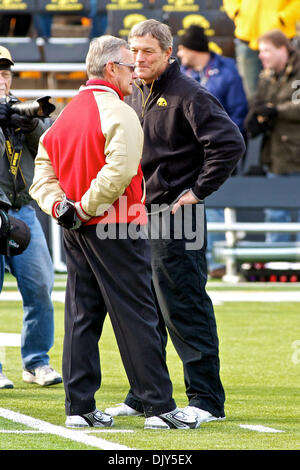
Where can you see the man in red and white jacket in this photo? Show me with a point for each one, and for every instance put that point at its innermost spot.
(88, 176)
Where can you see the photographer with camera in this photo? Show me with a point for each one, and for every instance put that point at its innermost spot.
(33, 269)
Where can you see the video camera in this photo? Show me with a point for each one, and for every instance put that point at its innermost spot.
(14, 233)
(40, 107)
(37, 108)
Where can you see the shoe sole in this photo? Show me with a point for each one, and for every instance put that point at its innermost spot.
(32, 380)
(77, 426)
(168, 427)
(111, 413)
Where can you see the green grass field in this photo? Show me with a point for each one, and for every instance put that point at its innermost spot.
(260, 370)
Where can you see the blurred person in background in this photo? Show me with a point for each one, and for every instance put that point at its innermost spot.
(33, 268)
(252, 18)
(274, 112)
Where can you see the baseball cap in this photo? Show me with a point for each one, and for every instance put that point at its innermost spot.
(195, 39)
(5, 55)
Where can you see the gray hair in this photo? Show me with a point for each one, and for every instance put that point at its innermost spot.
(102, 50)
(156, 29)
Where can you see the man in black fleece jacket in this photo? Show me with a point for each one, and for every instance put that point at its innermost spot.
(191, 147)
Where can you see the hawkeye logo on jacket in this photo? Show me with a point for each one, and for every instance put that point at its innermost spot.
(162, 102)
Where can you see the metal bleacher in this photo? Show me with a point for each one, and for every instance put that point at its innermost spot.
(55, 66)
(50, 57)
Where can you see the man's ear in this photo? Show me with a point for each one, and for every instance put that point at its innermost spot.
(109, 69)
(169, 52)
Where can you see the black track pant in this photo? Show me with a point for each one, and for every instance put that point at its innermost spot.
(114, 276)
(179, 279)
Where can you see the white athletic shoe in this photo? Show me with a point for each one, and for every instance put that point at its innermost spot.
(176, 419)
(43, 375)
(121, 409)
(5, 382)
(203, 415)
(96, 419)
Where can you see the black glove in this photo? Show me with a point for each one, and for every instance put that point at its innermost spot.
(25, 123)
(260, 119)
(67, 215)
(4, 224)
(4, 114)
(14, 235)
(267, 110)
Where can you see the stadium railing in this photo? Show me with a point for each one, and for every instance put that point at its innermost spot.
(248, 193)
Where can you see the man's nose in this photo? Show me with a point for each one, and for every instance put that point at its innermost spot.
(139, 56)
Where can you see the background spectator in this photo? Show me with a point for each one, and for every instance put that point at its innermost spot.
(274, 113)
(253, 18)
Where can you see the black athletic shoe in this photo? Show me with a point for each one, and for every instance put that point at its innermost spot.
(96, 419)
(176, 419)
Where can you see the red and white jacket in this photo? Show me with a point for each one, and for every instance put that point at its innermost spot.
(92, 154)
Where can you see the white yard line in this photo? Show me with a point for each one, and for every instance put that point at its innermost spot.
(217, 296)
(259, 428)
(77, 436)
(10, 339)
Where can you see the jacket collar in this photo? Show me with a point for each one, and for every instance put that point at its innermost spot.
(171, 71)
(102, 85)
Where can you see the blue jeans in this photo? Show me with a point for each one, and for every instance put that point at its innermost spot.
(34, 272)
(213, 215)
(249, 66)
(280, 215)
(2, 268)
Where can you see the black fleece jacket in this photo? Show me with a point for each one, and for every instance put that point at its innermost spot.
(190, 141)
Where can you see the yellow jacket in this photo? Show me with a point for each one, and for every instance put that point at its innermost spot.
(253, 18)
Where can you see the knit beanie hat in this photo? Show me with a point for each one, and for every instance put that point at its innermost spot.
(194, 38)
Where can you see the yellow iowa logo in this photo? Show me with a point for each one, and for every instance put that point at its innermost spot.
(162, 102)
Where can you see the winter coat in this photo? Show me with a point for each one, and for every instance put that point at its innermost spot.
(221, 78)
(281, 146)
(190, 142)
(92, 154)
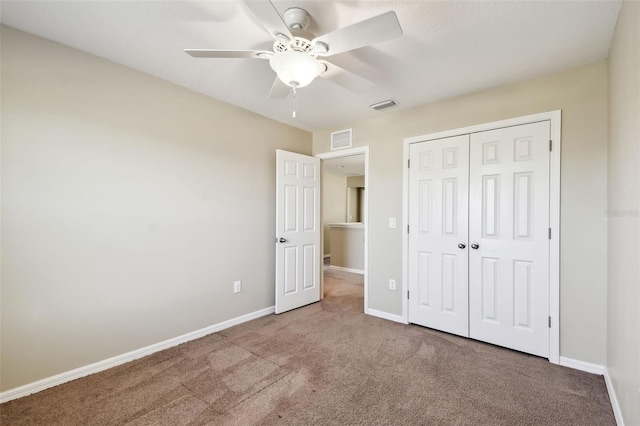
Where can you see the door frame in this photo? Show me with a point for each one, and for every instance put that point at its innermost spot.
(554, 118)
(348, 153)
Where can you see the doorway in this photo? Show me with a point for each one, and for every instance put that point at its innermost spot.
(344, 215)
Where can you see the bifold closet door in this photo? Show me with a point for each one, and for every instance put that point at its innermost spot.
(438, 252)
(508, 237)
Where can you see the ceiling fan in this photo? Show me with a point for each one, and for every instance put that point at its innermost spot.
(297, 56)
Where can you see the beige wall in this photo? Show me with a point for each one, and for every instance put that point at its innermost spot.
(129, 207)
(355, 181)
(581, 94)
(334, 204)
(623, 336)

===============

_Aim of the exercise_
Exclude every picture and copy the remaining data exactly.

_Output for this exercise_
Where can you see the man in red and white jacket in this photo? Show me with a point for each one, and for every instance put that point at its innermost spot.
(88, 176)
Where can you see the photographer with camera in this photo? Show me with a point for each one, and for every instance put that point at its innermost spot.
(33, 269)
Where can you see the video camera in this photo? Show me with a point for each one, and for every instance put that point at its innermost spot.
(14, 233)
(40, 107)
(37, 108)
Where can you see the shoe sole in this photo? Show me with a point for each one, and for every instance put that point at its innermost spot.
(32, 380)
(77, 426)
(168, 427)
(111, 413)
Where can you see the green grass field in this photo? Show me with a point for each one, and for every instance put that point at its innermost spot.
(260, 370)
Where can you see the blurred person in background in this photo? Show me with a point for each one, and for every instance put that point at its innermost spot.
(33, 268)
(252, 18)
(274, 112)
Where can you see the baseball cap in this photo? Show me with a point for each one, and for every instance put that point at its innermost spot.
(195, 39)
(5, 55)
Where can you see the gray hair in this photo? Show me with a point for each one, and for every instance put that point at its innermost spot.
(102, 50)
(156, 29)
Where can you see the man in black fleece jacket in this photo? Show me with a point for each one, and for every instance put that point at its innermost spot.
(191, 147)
Where can you see the hawkeye logo on jacket in this photo? Show me with a point for each one, and for every instance put that point at its innermost spot.
(162, 102)
Where can you see the metal bleacher in this photo? Show me with a point for each one, and for every instance put that point at its innermost spot.
(55, 66)
(50, 57)
Where can you see the man's ear in this photo? Show me with a point for each one, and for every instance put that point at its innermost spot.
(109, 69)
(169, 52)
Where can you see the black track pant in this photo? Show me with a point for each one, and for every instance put that point at its innermost spot.
(114, 276)
(179, 279)
Where can you see the white athletic shoe in this photo? Show me with a point for each one, and for every instance put that point at its innermost spot.
(176, 419)
(43, 375)
(121, 409)
(5, 382)
(203, 415)
(96, 419)
Where can you see the black glove in this photo? Show me with a point for each one, and for every instance put that point at its innermost spot.
(25, 123)
(260, 119)
(67, 215)
(4, 224)
(4, 114)
(14, 235)
(267, 110)
Where can you see the stadium railing in this photo? Show me with a point for each one, and for every instance put that point at its innermost spot.
(248, 193)
Where can you see the man's nose in this photo? Show me with a point for each one, and for every instance put that point at its innermost spot.
(139, 56)
Where can you see the background spectator in this photo? Show me with a point for each one, and for every instance put that point at its innermost spot.
(274, 113)
(253, 18)
Where can you see the black athletic shoe in this photo? Show me with a point for each one, and for every instance put that point at its innermost spot.
(96, 419)
(176, 419)
Where can you see the red and white jacket in this photo? Show me with a point for each one, and for every instance put that point at its innermost spot.
(92, 154)
Where can you see the white yard line in this photo? Show me with a point for each one, and for every instance put that point at its innermost spot.
(217, 296)
(259, 428)
(77, 436)
(10, 339)
Where can you see the jacket collar in this photo? Show me with a point for each one, and for every instance put that point at its innermost spot.
(171, 71)
(102, 85)
Where can you see the blue jeans in this photo? Show me with a point for each one, and for every instance put that point at its innermost spot.
(34, 272)
(213, 215)
(249, 66)
(280, 215)
(2, 268)
Where can you see the black fleece jacket in this photo? Show me with a point for each one, and for every instance put that point at its innermost spot.
(190, 141)
Where can you see the yellow jacket in this photo? Show me with a point for each one, and for every instance put that point at its innermost spot.
(253, 18)
Where can you see the knit beanie hat in this photo? Show me with a point for each one, and for every instance put that point at its innermost spot.
(194, 38)
Where can you see the yellow iowa logo in this photo? Show me with a point for each one, and for every instance put that point at its innermost spot.
(162, 102)
Where can you see the winter coat in this photo? Show me with a point for each one, and for every instance put that point at its innermost spot.
(221, 78)
(281, 146)
(190, 142)
(92, 154)
Where can you see the door frame in this photo? Show me with a point for each one, and for every instance put that point at its innermost spot.
(554, 118)
(348, 153)
Where can you see the doorway in this photo? Show me with a point for each one, and for every instance put that point at its innermost spot.
(344, 215)
Where can you see the bifold closet door in this photo? Show me with a point for each one, and for every instance put that point at its innermost spot.
(438, 252)
(508, 237)
Where can you see the ceiling fan in this photo? Show me with a point for each one, and for every instance put that point at its innermost spot.
(297, 56)
Where can you see the beige wall in this photo? Show me with a point for each one, and for every instance put that point at its innermost spot.
(129, 207)
(355, 181)
(581, 94)
(334, 204)
(623, 336)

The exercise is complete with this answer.